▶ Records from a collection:
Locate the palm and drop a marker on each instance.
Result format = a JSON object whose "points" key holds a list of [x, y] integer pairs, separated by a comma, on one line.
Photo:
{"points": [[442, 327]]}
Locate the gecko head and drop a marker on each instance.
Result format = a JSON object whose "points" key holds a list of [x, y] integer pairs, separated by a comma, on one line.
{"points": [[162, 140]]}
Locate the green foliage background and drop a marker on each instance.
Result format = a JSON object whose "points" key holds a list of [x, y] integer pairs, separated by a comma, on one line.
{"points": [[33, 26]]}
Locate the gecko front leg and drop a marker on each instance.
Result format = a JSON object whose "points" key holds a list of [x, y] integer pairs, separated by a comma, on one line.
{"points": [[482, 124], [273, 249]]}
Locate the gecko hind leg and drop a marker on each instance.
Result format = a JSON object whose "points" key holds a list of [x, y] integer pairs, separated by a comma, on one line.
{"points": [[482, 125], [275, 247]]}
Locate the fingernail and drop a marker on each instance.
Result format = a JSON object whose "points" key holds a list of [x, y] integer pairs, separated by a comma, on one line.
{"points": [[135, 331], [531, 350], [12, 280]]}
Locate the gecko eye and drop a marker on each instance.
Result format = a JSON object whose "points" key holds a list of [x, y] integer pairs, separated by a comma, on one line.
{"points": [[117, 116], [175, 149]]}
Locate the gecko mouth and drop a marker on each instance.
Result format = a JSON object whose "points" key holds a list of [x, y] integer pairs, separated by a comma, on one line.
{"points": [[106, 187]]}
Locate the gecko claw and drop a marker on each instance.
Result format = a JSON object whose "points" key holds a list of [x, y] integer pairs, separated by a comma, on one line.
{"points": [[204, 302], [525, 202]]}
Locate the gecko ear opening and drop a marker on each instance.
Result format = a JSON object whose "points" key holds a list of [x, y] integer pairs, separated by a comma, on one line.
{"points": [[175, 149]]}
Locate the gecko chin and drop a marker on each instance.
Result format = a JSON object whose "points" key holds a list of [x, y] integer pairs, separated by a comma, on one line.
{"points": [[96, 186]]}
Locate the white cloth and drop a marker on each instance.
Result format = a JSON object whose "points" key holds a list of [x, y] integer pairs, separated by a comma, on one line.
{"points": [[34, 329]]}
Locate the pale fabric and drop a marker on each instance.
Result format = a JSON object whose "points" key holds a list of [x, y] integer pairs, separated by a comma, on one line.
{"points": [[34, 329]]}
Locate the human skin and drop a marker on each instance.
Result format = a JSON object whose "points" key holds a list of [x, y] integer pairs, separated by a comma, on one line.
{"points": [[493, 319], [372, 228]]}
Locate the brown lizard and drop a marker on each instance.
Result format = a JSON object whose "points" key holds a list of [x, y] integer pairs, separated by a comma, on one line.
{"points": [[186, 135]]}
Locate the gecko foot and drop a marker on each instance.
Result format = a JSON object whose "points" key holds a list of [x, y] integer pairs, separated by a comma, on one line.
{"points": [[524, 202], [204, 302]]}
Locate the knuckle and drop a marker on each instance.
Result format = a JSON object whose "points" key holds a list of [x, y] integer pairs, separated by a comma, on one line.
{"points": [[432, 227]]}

▶ Your assignment: Line by line, output the records exactly as given.

▶ Answer box:
Locate the palm and drop a marker on each instance.
Result format = a JSON object whose "points" key holds a list of [x, y] integer pairs, separated by a comma, on one line.
Photo:
{"points": [[442, 327]]}
Locate the gecko head and drop a marker on each instance.
Result format = a JSON object whose "points" key holds a list of [x, y] integer pairs, separated by a comma, on one line.
{"points": [[162, 140]]}
Locate the green foliage background and drop a marker on each instance.
Result format = a JSON object whose "points" key holds a list of [x, y] integer pairs, separated by a comma, on one line.
{"points": [[33, 26]]}
Locate the gecko front leg and drop a marker on each instance.
Result format = a JSON object whose "points" key holds a list of [x, y] integer pairs, separated by a comma, on one line.
{"points": [[482, 124], [273, 249]]}
Locate the gecko hind leg and drop a marker on each instance.
Result format = a JSON object whose "points" key holds a list of [x, y] integer pairs, separated by a comma, on one line.
{"points": [[482, 125], [275, 247]]}
Locate the fingernail and drop a marker on each instance.
Result format = a JSON object whose "points" key holds a list of [x, y] integer pairs, separated by a comma, on one line.
{"points": [[135, 331], [531, 350], [12, 280]]}
Locate the gecko eye and drop a marker on each instance.
Result format = a JSON object whose "points" key holds a list of [x, y] integer pairs, separated by a comma, on one line.
{"points": [[117, 116], [175, 149]]}
Locate the gecko mouth and drop a marker on each instance.
Result format = a JSON object whose "points" key holds a list of [x, y] integer pairs, separated by a comma, on one line.
{"points": [[106, 187]]}
Locate the gecko claw and drop a marker on each instance.
Result format = a JSON object whose "points" key holds a list of [x, y] integer pairs, separated by a comma, on one line.
{"points": [[204, 302], [525, 202]]}
Locate the gecko ear opening and drop a marker on each instance.
Result format = a JSON object whose "points" key holds a list of [x, y] integer pairs, separated by a comma, on one line.
{"points": [[175, 149]]}
Locate the gecko chin and drop a marker on each instance.
Result format = a JSON object whose "points" key holds a list of [x, y] integer pairs, separated by a comma, on one line.
{"points": [[96, 186]]}
Locate the white cloth and drop a marker on each instance.
Result format = a JSON object whose "points" key holds a list of [x, y] integer pairs, separated by a comma, on one line.
{"points": [[34, 329]]}
Locate the pale fabric and drop a marker on each instance.
Result format = a JSON object whose "points" key holds a list of [x, y] integer pairs, separated by a comma, on one line.
{"points": [[34, 329]]}
Locate the human skin and drop a marker on each instance.
Result format = a JSON object whose "points" key holds a list of [x, y] integer pairs, separated by a comma, on one line.
{"points": [[493, 319], [372, 228]]}
Locate the brown lizard and drop a marker on each instance.
Result format = a JSON object whose "points" key holds a list of [x, y] integer pairs, separated by a comma, on one line.
{"points": [[186, 135]]}
Locate the gecko foot and drop a marker on each instance.
Result format = a JSON object whose "points" key holds a list of [x, y] integer pairs, separated by a comma, on one line.
{"points": [[524, 202], [204, 302]]}
Locate the knuckle and drop a marker on each instance.
Result format = a JSON object whose "points" key holds a list of [x, y] integer pairs, separated by a comma, on one line.
{"points": [[432, 227]]}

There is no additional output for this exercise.